**Written request**
Find each line in the rows below that contains the word "pole" and copy those lines out. Letter case matters.

** begin Exercise input **

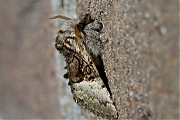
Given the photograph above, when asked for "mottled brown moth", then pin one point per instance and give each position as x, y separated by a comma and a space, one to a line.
79, 42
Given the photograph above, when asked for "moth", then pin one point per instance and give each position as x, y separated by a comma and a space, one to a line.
79, 42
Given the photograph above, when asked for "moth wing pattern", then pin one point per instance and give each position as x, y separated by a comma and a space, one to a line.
87, 87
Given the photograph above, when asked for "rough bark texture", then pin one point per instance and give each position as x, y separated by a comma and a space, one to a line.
140, 55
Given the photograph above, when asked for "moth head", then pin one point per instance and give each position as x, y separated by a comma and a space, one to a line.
65, 41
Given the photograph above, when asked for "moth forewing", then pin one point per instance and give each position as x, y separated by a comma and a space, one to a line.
87, 86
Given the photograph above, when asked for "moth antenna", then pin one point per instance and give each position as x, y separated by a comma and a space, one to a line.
60, 17
77, 33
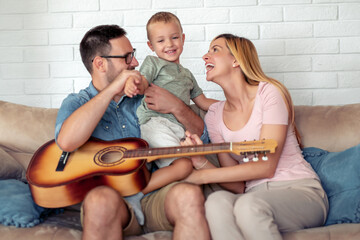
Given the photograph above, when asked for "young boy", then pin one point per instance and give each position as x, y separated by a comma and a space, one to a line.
166, 39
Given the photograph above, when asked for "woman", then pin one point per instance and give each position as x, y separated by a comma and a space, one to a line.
265, 198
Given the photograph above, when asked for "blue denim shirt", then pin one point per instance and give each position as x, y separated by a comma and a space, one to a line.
119, 120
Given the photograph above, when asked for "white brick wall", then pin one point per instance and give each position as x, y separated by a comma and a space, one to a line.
312, 46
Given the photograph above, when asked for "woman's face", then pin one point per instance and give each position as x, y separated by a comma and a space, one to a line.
218, 60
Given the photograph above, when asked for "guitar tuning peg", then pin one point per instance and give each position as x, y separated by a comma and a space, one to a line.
255, 158
265, 158
245, 159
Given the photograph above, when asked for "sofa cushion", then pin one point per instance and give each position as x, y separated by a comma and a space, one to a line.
9, 167
17, 206
339, 175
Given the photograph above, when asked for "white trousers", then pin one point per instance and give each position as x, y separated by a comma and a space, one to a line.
266, 210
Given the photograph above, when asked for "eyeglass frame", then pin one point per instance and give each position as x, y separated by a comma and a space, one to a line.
132, 54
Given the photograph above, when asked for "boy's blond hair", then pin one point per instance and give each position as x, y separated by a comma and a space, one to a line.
165, 17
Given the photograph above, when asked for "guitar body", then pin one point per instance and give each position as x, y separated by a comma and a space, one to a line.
95, 163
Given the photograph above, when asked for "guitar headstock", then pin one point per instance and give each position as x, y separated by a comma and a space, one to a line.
254, 147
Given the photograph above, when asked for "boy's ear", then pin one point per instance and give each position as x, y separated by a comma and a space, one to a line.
150, 45
99, 64
235, 64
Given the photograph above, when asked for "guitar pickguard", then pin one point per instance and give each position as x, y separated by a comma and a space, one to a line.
110, 156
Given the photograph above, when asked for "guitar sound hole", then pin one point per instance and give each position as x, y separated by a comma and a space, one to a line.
111, 157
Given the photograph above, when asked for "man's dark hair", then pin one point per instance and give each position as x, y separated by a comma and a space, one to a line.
96, 43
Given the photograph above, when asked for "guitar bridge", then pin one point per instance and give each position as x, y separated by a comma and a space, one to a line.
62, 161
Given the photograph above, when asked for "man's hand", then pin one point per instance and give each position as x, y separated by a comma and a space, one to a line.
129, 79
162, 101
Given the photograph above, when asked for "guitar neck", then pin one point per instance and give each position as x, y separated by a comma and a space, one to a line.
152, 154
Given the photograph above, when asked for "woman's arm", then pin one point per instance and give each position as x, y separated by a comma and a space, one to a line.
203, 102
251, 170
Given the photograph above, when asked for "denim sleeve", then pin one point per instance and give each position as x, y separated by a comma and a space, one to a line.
68, 106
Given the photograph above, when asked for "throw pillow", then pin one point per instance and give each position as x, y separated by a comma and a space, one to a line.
17, 206
339, 173
9, 167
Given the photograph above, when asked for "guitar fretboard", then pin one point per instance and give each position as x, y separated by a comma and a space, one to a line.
188, 150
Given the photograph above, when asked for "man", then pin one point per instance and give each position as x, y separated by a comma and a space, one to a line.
101, 110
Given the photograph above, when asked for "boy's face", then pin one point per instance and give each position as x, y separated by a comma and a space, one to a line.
167, 40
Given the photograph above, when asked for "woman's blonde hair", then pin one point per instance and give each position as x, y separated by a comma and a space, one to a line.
246, 55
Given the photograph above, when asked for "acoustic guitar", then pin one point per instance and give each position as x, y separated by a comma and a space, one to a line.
59, 179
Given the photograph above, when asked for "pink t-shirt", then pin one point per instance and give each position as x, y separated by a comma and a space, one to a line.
269, 108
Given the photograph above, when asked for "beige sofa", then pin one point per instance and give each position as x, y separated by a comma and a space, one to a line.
24, 129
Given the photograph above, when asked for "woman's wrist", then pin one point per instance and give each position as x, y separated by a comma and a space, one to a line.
202, 165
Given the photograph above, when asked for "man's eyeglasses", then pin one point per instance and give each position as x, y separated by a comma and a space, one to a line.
128, 57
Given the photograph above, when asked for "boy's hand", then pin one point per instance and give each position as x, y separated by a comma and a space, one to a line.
135, 86
190, 140
130, 88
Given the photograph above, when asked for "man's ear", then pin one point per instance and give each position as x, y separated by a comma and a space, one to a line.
235, 64
150, 46
99, 64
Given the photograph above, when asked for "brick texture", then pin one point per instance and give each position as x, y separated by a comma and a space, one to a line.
312, 46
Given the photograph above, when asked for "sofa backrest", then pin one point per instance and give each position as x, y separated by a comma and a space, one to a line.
332, 128
24, 129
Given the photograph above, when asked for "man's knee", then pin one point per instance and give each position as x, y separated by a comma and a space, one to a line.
185, 192
248, 207
102, 196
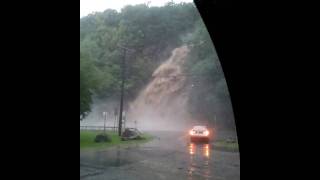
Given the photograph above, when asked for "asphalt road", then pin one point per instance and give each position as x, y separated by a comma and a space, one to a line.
169, 156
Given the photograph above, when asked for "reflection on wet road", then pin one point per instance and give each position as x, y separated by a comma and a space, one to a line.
199, 160
169, 156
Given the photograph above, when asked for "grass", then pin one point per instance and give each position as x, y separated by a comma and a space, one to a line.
225, 145
87, 139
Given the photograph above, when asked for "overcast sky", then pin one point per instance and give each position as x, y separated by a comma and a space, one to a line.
89, 6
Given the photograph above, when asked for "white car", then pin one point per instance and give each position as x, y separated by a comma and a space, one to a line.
199, 133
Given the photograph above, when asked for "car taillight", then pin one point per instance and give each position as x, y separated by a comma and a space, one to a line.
206, 133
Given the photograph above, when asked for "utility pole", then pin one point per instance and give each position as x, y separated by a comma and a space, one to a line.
122, 86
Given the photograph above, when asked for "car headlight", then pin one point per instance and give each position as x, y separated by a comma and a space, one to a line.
206, 133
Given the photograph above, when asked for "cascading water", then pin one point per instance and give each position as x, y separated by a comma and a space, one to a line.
162, 105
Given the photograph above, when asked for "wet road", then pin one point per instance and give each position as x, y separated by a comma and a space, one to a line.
169, 156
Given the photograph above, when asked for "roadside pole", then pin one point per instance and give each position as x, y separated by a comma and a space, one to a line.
125, 49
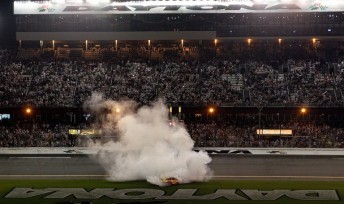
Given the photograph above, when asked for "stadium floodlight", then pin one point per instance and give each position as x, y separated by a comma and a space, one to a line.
28, 111
303, 110
211, 110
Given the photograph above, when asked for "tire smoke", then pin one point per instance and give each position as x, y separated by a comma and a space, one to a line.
145, 145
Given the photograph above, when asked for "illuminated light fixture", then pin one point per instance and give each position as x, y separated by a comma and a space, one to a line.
118, 110
303, 110
28, 110
211, 110
249, 41
314, 40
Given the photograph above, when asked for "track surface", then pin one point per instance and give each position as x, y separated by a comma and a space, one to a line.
224, 166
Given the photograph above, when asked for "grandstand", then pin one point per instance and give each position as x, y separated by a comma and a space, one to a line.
256, 63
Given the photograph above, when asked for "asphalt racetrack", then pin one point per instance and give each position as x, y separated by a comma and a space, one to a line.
224, 166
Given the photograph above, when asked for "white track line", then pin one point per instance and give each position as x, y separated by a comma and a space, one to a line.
296, 177
216, 177
40, 157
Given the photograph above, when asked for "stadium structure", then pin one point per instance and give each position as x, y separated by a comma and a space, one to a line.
185, 31
244, 77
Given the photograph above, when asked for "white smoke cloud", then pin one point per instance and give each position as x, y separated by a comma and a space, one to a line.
146, 146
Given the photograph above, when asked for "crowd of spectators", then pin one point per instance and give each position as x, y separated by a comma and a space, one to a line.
44, 135
205, 134
221, 82
305, 135
232, 81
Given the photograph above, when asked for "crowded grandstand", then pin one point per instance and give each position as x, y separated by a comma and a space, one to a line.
256, 69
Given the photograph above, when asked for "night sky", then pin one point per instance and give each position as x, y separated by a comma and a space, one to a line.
7, 24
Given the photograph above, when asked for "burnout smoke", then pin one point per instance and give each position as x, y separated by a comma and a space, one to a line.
146, 145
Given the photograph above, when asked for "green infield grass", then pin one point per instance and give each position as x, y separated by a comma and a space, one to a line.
215, 191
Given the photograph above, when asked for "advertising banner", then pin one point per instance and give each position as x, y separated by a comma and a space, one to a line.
175, 7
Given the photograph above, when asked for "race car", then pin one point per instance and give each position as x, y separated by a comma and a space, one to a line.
170, 180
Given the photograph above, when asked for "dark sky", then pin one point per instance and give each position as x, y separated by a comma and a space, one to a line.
7, 24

** end Exercise input **

**Exercise solution**
Given the photograph above, when asked for "utility pole", then pin one point per instance and give each position as x, y separated by a comma and a space, one to a line.
Given the photograph above, when asked for "roadside pole", then pin one point per instance and give each position as x, y separated by a comma and a space, one to a line.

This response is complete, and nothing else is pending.